**PROBLEM REQUIREMENTS:**
Starting at the line containing "Locate the traffic" and continuing through the end of the data, write those lines out again with every "Locate" swapped for "Find" and nothing else changed.

**** PROVIDED DATA ****

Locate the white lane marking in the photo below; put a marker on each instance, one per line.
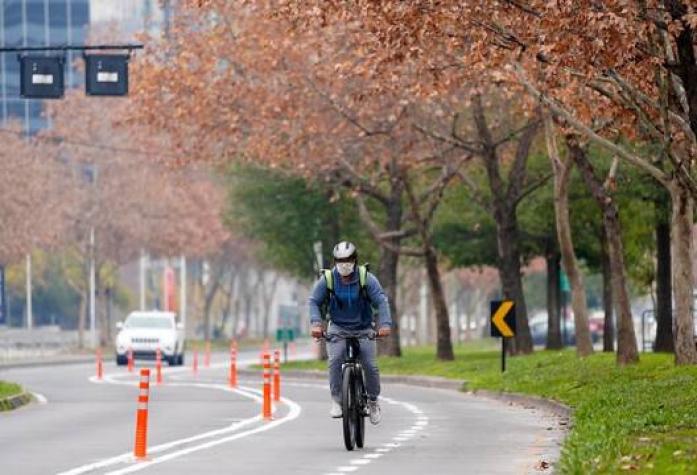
(403, 436)
(293, 413)
(125, 457)
(40, 398)
(250, 393)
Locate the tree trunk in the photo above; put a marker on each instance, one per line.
(682, 252)
(387, 270)
(627, 352)
(608, 323)
(82, 309)
(562, 175)
(208, 303)
(553, 315)
(511, 276)
(664, 299)
(444, 346)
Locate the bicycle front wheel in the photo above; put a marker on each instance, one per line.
(360, 401)
(348, 403)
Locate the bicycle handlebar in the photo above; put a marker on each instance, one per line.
(373, 336)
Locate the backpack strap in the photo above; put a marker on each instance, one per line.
(329, 279)
(328, 275)
(363, 282)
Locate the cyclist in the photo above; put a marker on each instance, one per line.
(349, 302)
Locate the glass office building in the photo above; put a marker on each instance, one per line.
(37, 23)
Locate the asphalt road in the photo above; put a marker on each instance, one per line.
(200, 426)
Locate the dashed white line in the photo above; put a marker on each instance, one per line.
(373, 456)
(40, 398)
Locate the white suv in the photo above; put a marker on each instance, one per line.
(145, 332)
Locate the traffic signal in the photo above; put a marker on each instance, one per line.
(106, 74)
(41, 77)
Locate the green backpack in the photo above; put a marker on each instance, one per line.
(328, 275)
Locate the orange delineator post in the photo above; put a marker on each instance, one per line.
(100, 370)
(233, 367)
(276, 375)
(158, 365)
(141, 443)
(130, 360)
(266, 406)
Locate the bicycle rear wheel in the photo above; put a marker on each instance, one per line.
(348, 403)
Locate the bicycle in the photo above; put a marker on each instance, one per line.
(354, 399)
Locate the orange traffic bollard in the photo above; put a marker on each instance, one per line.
(158, 365)
(100, 370)
(141, 444)
(266, 406)
(130, 360)
(276, 375)
(233, 367)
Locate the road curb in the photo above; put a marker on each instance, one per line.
(528, 401)
(50, 362)
(549, 405)
(14, 402)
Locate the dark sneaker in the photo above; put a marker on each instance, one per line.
(374, 412)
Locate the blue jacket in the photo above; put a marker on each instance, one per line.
(347, 308)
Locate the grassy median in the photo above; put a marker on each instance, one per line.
(9, 389)
(641, 418)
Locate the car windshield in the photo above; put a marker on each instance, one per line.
(141, 321)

****

**RESPONSE TO THE EXERCISE:**
Find the traffic signal in the photo above; put a marker on each instance, one per line.
(106, 74)
(41, 77)
Find the green backpack in the photo above; put a marker on each instance, one per line.
(328, 275)
Find the orange delineator post in the photo above; put a marker on each instance, one per line.
(100, 370)
(233, 367)
(276, 375)
(158, 365)
(141, 443)
(130, 360)
(266, 406)
Find the bicycle rear wheel in the photo above; put a marker on each instance, one per line.
(348, 403)
Find the bicycle in the photo above; put a marker on each instance, one per line.
(354, 399)
Find the orange traffic bollard in the photo above; put a marker on each instance, one per line.
(158, 365)
(100, 370)
(141, 444)
(266, 406)
(130, 360)
(276, 375)
(233, 367)
Find the road curb in the photo above; put a marker on each instance, one per line.
(528, 401)
(50, 362)
(549, 405)
(14, 402)
Find the dark sneaker in the photo above; put a marker on each instance, one per line.
(374, 412)
Find the blue jacket in the photo above; put a marker on each instance, one per line.
(347, 308)
Find the grassy median in the photo above; put a marker on each instance, one per line.
(9, 389)
(641, 418)
Find the car windshield in the photo above; put a marker on each instance, one per line.
(141, 321)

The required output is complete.